= STORED DATA =
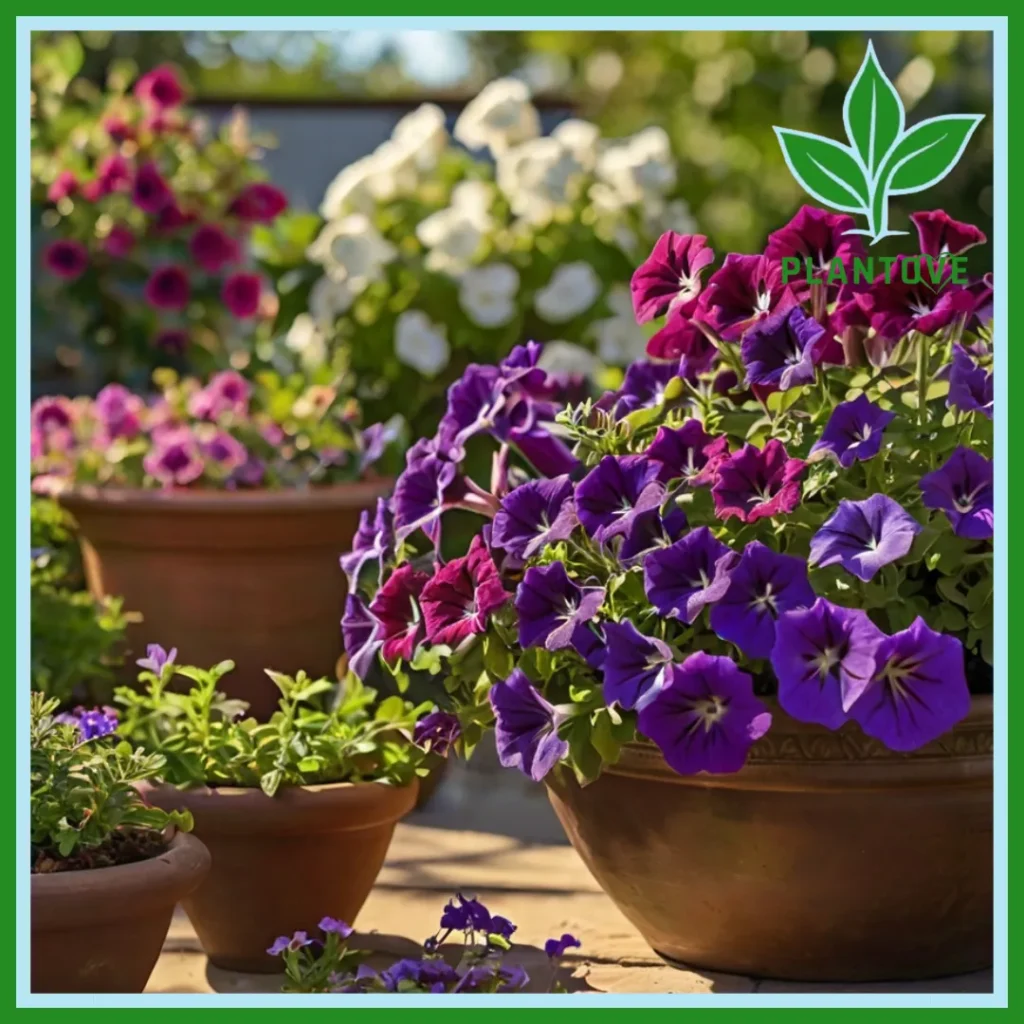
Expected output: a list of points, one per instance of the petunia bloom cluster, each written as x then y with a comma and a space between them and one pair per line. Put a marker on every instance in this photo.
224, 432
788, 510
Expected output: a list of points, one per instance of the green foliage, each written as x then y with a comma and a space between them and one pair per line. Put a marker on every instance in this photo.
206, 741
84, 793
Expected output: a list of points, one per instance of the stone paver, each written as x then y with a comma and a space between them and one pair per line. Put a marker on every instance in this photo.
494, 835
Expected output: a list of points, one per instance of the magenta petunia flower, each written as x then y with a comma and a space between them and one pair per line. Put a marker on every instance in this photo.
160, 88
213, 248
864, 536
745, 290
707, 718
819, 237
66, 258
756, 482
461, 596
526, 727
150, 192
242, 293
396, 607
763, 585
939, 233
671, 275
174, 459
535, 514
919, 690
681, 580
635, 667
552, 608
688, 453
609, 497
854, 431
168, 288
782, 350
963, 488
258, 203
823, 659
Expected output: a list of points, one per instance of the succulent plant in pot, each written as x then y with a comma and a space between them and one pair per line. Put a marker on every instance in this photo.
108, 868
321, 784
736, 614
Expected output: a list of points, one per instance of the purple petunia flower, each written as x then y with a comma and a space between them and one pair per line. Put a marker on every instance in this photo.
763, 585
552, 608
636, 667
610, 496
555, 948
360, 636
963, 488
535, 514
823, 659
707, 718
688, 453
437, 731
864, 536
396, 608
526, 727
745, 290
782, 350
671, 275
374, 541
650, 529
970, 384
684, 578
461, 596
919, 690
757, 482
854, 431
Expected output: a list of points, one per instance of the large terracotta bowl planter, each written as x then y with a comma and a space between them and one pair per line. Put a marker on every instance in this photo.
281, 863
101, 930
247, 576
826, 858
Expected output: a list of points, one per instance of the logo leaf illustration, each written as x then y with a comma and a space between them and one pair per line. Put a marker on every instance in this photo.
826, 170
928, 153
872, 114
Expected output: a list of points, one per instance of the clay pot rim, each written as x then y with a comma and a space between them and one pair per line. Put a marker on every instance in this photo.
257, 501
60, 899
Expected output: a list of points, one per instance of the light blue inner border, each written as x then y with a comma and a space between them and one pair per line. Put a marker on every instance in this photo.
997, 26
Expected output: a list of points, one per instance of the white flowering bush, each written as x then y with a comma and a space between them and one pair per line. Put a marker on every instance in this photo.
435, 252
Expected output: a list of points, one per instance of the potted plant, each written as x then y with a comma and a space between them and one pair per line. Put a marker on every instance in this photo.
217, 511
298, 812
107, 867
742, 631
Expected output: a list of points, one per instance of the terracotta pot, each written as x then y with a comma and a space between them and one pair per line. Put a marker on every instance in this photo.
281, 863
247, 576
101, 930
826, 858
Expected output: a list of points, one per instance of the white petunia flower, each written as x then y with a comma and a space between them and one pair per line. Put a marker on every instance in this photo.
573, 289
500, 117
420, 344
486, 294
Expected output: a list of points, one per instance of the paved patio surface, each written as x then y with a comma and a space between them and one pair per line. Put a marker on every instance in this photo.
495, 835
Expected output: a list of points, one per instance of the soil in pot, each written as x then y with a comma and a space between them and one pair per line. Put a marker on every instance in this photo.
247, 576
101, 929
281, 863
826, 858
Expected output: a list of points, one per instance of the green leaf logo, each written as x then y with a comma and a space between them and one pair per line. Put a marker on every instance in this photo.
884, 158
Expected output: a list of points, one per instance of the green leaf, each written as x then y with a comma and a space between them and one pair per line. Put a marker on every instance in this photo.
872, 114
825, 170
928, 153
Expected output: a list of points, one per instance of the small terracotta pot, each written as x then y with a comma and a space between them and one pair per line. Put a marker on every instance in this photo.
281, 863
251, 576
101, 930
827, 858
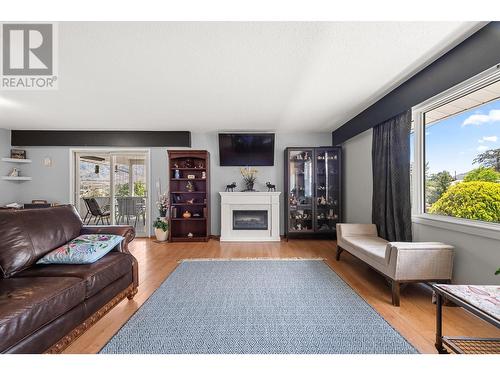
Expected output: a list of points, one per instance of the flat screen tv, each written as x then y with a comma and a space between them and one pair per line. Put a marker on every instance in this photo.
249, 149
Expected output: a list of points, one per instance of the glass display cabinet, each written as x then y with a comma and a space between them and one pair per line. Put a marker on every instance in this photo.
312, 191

--

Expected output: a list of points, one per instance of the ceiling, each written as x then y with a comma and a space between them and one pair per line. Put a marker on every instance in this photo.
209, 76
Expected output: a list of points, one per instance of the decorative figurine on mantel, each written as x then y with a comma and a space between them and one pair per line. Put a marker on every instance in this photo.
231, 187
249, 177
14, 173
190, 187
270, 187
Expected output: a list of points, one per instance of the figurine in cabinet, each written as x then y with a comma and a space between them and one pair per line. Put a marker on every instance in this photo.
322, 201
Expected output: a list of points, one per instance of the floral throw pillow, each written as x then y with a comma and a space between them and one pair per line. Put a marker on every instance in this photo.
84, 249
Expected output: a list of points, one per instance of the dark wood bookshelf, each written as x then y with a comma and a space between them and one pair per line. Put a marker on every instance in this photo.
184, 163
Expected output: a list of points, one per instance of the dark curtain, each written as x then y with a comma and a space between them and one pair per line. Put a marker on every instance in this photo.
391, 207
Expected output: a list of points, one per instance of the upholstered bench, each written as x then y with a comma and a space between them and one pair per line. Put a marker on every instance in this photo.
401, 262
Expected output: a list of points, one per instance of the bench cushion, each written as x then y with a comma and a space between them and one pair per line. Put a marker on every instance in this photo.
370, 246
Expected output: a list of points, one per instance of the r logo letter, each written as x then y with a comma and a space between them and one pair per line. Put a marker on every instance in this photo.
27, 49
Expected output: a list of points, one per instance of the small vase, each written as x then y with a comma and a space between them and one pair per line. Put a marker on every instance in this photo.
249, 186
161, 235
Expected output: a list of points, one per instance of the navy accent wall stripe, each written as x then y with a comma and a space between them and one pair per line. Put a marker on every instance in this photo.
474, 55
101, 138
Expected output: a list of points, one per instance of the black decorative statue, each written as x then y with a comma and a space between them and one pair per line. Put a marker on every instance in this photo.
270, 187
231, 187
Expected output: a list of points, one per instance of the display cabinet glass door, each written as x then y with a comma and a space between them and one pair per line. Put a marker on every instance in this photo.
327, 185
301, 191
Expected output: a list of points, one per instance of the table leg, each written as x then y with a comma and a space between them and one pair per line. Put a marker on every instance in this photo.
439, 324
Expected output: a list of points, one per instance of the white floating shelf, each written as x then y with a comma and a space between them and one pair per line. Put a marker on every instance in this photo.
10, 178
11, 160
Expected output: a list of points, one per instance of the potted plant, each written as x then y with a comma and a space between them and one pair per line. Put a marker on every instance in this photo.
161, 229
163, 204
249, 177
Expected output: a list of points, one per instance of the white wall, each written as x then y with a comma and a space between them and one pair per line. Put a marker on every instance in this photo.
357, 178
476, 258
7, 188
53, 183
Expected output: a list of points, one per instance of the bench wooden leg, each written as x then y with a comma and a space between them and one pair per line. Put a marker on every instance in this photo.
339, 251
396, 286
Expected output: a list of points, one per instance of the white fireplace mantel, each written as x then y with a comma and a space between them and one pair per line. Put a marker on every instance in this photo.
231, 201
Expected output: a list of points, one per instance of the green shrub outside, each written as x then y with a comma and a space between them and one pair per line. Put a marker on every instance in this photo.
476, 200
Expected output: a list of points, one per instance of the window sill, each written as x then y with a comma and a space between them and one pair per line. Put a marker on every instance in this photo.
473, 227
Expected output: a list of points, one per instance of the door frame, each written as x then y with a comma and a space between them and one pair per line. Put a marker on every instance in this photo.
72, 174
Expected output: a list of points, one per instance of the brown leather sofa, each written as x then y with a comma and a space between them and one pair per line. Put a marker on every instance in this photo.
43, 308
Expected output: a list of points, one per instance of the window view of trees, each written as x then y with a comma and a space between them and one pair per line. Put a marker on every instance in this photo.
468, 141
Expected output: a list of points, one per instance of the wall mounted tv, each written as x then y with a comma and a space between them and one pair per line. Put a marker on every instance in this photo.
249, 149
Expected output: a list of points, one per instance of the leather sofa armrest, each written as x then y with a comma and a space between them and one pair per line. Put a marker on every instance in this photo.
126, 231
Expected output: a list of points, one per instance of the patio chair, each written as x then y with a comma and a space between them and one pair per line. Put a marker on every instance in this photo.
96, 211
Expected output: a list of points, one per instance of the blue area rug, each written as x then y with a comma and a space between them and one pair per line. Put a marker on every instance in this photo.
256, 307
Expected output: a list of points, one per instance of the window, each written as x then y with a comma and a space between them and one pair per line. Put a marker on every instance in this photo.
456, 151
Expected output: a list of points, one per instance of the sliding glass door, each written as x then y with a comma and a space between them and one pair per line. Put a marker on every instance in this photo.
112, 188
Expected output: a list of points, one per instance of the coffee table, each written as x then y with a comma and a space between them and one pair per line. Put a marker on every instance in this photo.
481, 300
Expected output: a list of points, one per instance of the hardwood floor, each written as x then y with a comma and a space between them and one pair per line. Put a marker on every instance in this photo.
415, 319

--

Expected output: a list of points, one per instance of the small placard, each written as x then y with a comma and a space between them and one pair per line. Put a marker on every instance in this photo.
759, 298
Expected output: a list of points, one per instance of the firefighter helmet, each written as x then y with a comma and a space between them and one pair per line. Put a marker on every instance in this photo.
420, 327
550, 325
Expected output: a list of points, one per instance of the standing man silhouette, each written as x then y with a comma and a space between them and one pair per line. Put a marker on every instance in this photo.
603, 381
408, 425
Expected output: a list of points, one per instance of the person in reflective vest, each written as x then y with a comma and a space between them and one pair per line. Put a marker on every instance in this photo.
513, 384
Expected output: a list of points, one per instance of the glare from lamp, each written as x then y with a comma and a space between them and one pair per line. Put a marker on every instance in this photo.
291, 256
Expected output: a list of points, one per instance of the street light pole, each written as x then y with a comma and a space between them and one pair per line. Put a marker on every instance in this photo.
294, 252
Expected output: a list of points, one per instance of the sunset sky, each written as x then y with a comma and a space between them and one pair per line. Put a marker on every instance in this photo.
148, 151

= WHAT YOU WILL DO =
List every line in the records above that contains the word "petunia". Match case exactly.

= ANSWER FOR THE TASK =
Expected output: a list of points, one per instance of the petunia bloom cluster, each written as x then y with a comma and a space between them and one pair per line. Put a marker on every instance in this photo.
Expected output: a list of points, one per instance of the magenta petunia flower, each written as x then y with a comma and a space between them and one pair per line. Put a marker on every instance in this photo.
Expected output: a list of points, one per instance of the purple petunia flower, each written as x then y with a comma and a space between them and one pair per line. Put a marker on every instance in this photo.
Expected output: a list of points, one per instance of the white petunia flower, each written as x then y with a comma and a space between them and one pair per line. Put a marker on every instance in this photo.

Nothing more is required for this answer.